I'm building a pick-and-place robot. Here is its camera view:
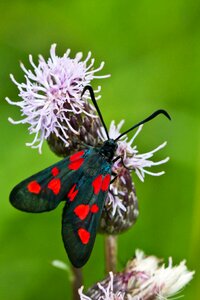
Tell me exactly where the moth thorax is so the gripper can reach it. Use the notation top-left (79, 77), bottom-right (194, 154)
top-left (99, 139), bottom-right (117, 161)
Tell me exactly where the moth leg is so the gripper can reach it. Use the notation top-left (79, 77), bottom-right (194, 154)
top-left (110, 171), bottom-right (118, 184)
top-left (112, 156), bottom-right (135, 171)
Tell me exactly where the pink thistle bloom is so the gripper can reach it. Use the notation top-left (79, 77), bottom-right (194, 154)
top-left (6, 44), bottom-right (110, 153)
top-left (79, 250), bottom-right (194, 300)
top-left (98, 120), bottom-right (169, 217)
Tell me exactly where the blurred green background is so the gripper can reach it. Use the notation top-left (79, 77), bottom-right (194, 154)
top-left (0, 0), bottom-right (200, 300)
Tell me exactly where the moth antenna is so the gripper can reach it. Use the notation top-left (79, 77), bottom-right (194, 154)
top-left (115, 109), bottom-right (171, 142)
top-left (81, 85), bottom-right (110, 140)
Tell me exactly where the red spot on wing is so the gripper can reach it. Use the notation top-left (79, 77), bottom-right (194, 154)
top-left (92, 175), bottom-right (103, 195)
top-left (74, 204), bottom-right (90, 220)
top-left (90, 204), bottom-right (99, 214)
top-left (48, 178), bottom-right (61, 195)
top-left (51, 167), bottom-right (60, 176)
top-left (27, 180), bottom-right (41, 194)
top-left (69, 150), bottom-right (84, 161)
top-left (68, 158), bottom-right (84, 170)
top-left (67, 184), bottom-right (78, 201)
top-left (78, 228), bottom-right (90, 244)
top-left (101, 174), bottom-right (110, 192)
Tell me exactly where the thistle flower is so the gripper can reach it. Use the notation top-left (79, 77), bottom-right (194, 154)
top-left (6, 44), bottom-right (109, 152)
top-left (79, 250), bottom-right (194, 300)
top-left (99, 120), bottom-right (169, 234)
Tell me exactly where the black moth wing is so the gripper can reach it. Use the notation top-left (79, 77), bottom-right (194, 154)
top-left (10, 150), bottom-right (88, 213)
top-left (62, 150), bottom-right (112, 268)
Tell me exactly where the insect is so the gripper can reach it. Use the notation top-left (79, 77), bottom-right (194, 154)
top-left (10, 86), bottom-right (170, 268)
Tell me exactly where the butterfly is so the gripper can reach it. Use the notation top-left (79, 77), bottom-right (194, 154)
top-left (10, 86), bottom-right (170, 268)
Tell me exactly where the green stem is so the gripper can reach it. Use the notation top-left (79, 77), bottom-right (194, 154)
top-left (72, 267), bottom-right (83, 300)
top-left (105, 235), bottom-right (117, 274)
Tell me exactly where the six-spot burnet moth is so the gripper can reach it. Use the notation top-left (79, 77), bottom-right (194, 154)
top-left (10, 86), bottom-right (170, 268)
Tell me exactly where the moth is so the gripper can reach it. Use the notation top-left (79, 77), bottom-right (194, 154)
top-left (10, 86), bottom-right (170, 268)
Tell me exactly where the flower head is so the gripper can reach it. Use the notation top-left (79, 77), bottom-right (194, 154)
top-left (79, 250), bottom-right (194, 300)
top-left (98, 120), bottom-right (169, 234)
top-left (6, 44), bottom-right (109, 152)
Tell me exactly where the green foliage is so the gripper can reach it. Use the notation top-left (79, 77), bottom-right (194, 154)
top-left (0, 0), bottom-right (200, 300)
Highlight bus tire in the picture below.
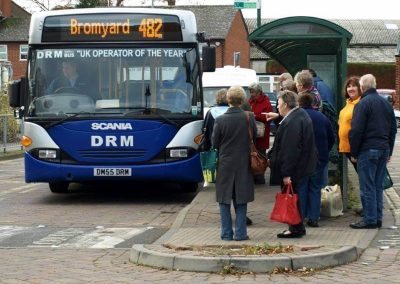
[49,182,69,193]
[181,182,198,192]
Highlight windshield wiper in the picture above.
[44,111,94,129]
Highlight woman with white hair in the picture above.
[212,86,257,241]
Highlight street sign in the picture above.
[233,0,257,9]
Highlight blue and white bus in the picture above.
[9,8,215,193]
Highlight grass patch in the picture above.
[164,243,294,256]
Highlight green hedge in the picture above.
[0,92,20,143]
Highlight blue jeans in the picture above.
[289,178,306,233]
[219,201,247,241]
[299,164,328,221]
[357,149,389,224]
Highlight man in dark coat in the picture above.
[268,90,318,238]
[212,86,257,241]
[349,74,397,229]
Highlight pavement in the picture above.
[130,139,400,273]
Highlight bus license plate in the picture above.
[93,168,132,177]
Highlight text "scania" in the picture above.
[92,122,133,130]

_ _ _

Output the rows as a numbered list, from the line containing "Tell me exactly where the flower" through the end of the rows, inclusive, with blank lines and pictures omitted.

1. Tell me exactly where the flower head is so the gripper can reach it. Use the notation top-left (79, 77), bottom-right (194, 154)
2. top-left (79, 250), bottom-right (194, 300)
3. top-left (98, 120), bottom-right (169, 234)
4. top-left (6, 44), bottom-right (109, 152)
5. Tell me exactly where the green foliage is so the gripper can reach it. Use the notation top-left (79, 77), bottom-right (194, 154)
6. top-left (0, 0), bottom-right (200, 300)
7. Highlight bus tire in the picture below.
8. [49,182,69,193]
9. [181,182,198,192]
10. Highlight windshield wiper in the picture above.
11. [44,111,94,129]
12. Highlight woman with white hair in the picture above.
13. [212,86,257,241]
14. Highlight street sign in the picture above.
15. [233,0,257,9]
16. Highlight blue and white bus in the picture above.
17. [9,8,215,193]
18. Highlight grass patch in the picture above.
19. [164,243,294,256]
20. Highlight green hedge in the picture above.
21. [0,92,20,143]
22. Highlight blue jeans in the picture above.
23. [289,178,306,233]
24. [219,201,247,241]
25. [299,164,328,221]
26. [357,149,389,224]
27. Highlight man in dark coat in the picture above.
28. [268,90,318,238]
29. [212,86,257,241]
30. [349,74,397,229]
31. Highlight pavement in the picture above.
32. [130,139,400,273]
33. Highlight bus license plate in the picture above.
34. [93,168,132,177]
35. Highlight text "scania" in the picture above.
36. [92,122,133,130]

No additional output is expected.